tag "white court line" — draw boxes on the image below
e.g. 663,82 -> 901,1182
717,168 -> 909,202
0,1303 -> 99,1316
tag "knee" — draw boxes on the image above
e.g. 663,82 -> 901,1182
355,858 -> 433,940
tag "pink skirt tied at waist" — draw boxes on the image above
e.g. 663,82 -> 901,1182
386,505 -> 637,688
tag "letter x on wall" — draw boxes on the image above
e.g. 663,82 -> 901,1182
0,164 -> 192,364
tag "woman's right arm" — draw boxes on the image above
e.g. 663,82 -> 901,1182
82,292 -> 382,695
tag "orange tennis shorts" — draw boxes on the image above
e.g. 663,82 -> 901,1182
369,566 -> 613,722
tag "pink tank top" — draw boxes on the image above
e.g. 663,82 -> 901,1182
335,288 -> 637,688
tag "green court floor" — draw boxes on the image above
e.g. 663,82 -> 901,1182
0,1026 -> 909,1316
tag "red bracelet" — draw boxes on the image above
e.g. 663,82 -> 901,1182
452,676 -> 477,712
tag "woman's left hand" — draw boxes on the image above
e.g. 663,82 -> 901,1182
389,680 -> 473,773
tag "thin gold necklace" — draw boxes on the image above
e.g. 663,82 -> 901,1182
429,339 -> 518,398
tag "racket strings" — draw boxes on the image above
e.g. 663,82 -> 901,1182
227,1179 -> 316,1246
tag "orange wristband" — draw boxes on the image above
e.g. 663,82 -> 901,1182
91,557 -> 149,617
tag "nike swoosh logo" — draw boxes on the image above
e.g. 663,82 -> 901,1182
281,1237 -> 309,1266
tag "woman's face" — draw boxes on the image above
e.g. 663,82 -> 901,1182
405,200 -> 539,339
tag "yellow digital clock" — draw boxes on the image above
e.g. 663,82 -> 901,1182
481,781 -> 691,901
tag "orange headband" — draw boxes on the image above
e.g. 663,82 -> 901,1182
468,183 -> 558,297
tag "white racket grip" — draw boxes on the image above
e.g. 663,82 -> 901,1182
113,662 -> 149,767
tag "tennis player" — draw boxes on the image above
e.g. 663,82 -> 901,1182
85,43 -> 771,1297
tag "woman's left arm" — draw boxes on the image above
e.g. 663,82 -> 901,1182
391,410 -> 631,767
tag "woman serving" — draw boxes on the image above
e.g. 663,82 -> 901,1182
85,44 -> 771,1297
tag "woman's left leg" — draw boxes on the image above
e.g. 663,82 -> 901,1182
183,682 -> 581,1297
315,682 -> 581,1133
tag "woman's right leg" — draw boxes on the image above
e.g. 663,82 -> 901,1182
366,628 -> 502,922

=-=-=

» Prompt:
Copy out every line of the entries above that contains the word "left".

» Written response:
tag "woman's left hand" — draw boxes on the image above
tag "woman's left arm" — draw boxes on the image above
tag "woman's left leg" — draw boxes on the image above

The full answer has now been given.